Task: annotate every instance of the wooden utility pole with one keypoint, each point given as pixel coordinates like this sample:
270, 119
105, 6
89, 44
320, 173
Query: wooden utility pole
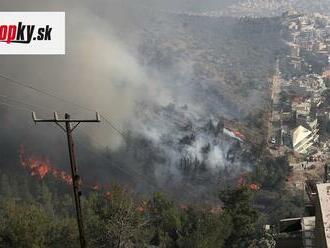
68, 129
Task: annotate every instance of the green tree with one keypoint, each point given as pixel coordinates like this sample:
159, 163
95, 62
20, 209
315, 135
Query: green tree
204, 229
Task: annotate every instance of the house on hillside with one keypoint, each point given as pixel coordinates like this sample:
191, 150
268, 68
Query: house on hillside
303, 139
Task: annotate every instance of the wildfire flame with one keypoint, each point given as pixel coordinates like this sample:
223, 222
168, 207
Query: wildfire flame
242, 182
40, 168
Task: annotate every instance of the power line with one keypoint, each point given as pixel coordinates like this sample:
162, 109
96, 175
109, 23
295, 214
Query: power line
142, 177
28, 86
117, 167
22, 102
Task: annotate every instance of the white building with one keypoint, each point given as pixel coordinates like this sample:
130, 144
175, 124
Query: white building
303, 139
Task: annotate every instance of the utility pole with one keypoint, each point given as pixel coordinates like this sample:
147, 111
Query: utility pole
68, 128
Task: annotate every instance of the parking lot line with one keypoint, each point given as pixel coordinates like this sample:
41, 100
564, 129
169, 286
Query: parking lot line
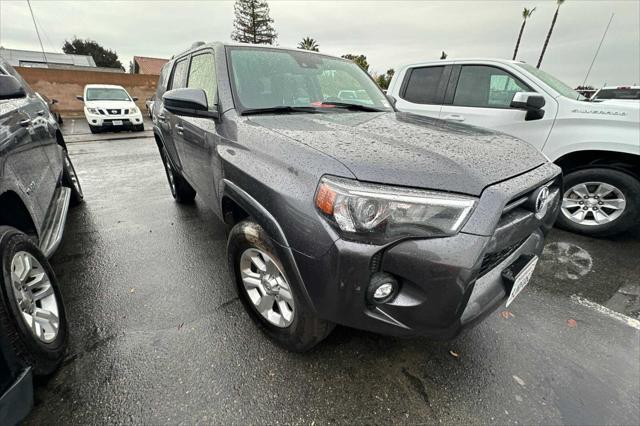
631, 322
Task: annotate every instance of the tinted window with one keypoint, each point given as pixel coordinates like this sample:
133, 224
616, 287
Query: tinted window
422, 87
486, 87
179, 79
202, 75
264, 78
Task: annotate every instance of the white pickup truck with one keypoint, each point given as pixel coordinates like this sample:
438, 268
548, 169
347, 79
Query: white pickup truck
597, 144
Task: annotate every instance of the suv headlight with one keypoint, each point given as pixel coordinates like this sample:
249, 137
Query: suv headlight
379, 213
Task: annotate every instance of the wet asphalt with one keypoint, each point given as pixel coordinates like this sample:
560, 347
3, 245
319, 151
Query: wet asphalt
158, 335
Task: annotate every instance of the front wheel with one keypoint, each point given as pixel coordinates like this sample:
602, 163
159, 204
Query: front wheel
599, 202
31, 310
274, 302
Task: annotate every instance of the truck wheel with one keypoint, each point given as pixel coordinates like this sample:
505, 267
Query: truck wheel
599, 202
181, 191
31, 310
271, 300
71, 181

* * * * * * * * *

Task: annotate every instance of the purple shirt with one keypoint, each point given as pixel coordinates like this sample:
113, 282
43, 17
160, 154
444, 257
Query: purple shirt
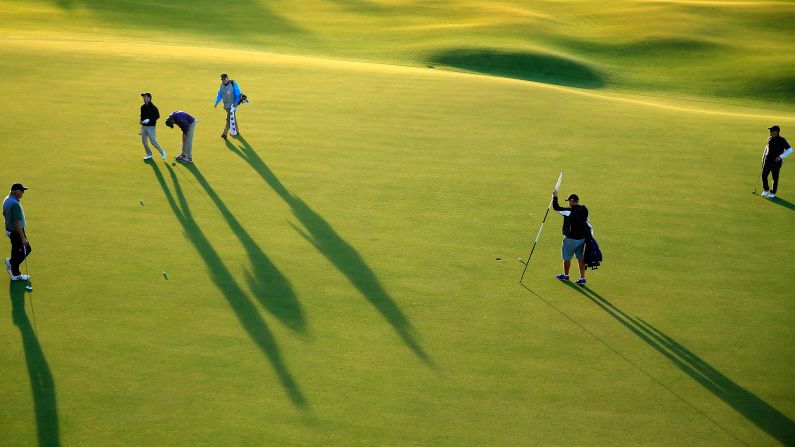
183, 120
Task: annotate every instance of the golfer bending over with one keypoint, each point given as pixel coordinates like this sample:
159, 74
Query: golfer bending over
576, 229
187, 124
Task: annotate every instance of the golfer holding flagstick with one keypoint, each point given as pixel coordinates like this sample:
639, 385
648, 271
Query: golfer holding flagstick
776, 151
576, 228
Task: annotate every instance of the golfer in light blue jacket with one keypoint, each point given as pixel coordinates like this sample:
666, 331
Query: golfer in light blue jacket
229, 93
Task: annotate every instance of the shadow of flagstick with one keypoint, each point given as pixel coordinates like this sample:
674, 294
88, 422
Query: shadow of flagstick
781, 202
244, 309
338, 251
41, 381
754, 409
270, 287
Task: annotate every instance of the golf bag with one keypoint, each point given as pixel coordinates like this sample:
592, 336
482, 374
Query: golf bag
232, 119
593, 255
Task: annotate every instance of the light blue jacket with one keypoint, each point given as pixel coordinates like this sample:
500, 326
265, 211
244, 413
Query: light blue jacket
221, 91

* * * * * * * * *

State how many lines in the items above contain the word "white", treating uppercase and lowercase as different. Give only the number.

4